** Daftar Tugas **
• A. Tuliskan kembali tanpa perubahan sepenggal teks tentang pengumpulan Al-Qur’an: awali dari kata-kata yang memuat "3. Pengumpulan Al-Qur’an" dan akhiri setelah "pengikut Musailamah Al-Kadzdzab.".
• B. Teruskan teks tentang pengumpulan Al-Qur’an mulai sesudah kalimat terakhirnya.

Di kalangan mereka juga banyak yang memiliki mushaf pribadi yang tulisannya sesuai dengan yang didengar atau hafalan yang diterima dari Rasul Saw. Mereka adalah mushaf Ibnu Mas’ud, mushaf Ali dan mushaf istri Nabi, Aisyah, dan lain-lain.

3. Pengumpulan Al-Qur’an pada masa Abu Bakar
Waktu itu Rasulullah Saw. berpulang ke rahmatullah setelah beliau selesai menyampaikan risalah dan amanah, menasihati ummat serta memberi petunjuk pada agama yang lurus. Bersamaan dengan itu, maka Abu Bakar ash-Shiddiq r.a. menggantikan mendiang Rasulullah Saw. untuk menjadi amirul mu’minin. Setelah adanya kesepakatan dari para sahabat untuk membaiatnya. Pada masa pemerintahannya ia banyak menghadapi malapetaka, berbagai kesulitan dan problem yang rumit, di antaranya memerangi orang-orang yang murtad (keluar dari Islam) yang ada di kalangan orang Islam, memerangi pengikut Musailamah Al-Kadzdzab.
Dan perang ini dinamakan perang Yamamah karena peperangan ini yang amat dahsyat dan banyak makan korban di pihak kaum muslim. Di antaranya banyak dari kalangan para sahabat yang hafal Al-Qur’an dan ahli bacanya, mereka mati syahid yang jumlahnya lebih dari 70 orang huffadh ternama. Termasuk salah satunya dari sahabat Nabi yang gugur syahid adalah Zaid ibnul Khattab, saudara Umar bin Khattab.

** Entri Mentah **
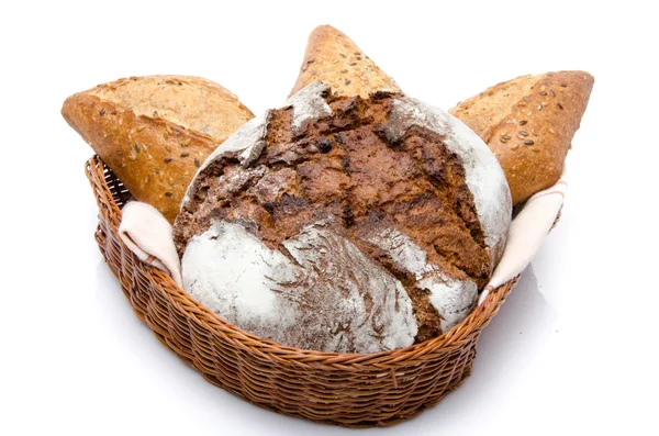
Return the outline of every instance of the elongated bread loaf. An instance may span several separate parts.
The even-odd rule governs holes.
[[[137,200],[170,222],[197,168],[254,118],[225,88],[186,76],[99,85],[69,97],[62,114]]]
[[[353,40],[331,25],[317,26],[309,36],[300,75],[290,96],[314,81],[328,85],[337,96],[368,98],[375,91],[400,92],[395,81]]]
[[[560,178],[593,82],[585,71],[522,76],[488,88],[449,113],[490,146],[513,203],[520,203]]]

** Hasil Tiap Tugas **
• A.
3. Pengumpulan Al-Qur’an pada masa Abu Bakar
Waktu itu Rasulullah Saw. berpulang ke rahmatullah setelah beliau selesai menyampaikan risalah dan amanah, menasihati ummat serta memberi petunjuk pada agama yang lurus. Bersamaan dengan itu, maka Abu Bakar ash-Shiddiq r.a. menggantikan mendiang Rasulullah Saw. untuk menjadi amirul mu’minin. Setelah adanya kesepakatan dari para sahabat untuk membaiatnya. Pada masa pemerintahannya ia banyak menghadapi malapetaka, berbagai kesulitan dan problem yang rumit, di antaranya memerangi orang-orang yang murtad (keluar dari Islam) yang ada di kalangan orang Islam, memerangi pengikut Musailamah Al-Kadzdzab.

• B.
Sebanyak 70 al-qurra wal huffadh yang gugur di medan tempur, menjadikan Umar bin Khattab merasa prihatin dan sedih lalu beliau menemui Abu Bakar yang sedang dalam keadaan sedih dan sakit, Umar mengajukan usul (bermusyawarah dengannya) supaya mengumpulkan Al-Qur’an karena khawatir lenyap dengan banyaknya al-huffadh yang gugur. Abu Bakar mula-mula merasa ragu, setelah dijelaskan oleh Umar tentang nilai-nilai positifnya ia memandang baik untuk menerima usul Umar. Dan Allah melapangkan dada Abu Bakar untuk melaksanakan tugas yang mulia itu. Ia mengutus Zaid bin Tsabit dan mengajukan persoalannya, serta menyuruhnya agar segera menangani dan mengumpulkan Al-Qur’an dalam satu mushaf. Mulanya Zaid pun merasa ragu, karena ia tidak ingin melakukan suatu perbuatan sedang Rasulullah Saw. tidak pernah melakukannya. Kemudian ia pun dilapangkan Allah dadanya sebagaimana halnya Allah melapangkan dada Abu Bakar dan Umar. Lembaran-lembaran tersebut disimpan pada Abu Bakar sampai ia wafat.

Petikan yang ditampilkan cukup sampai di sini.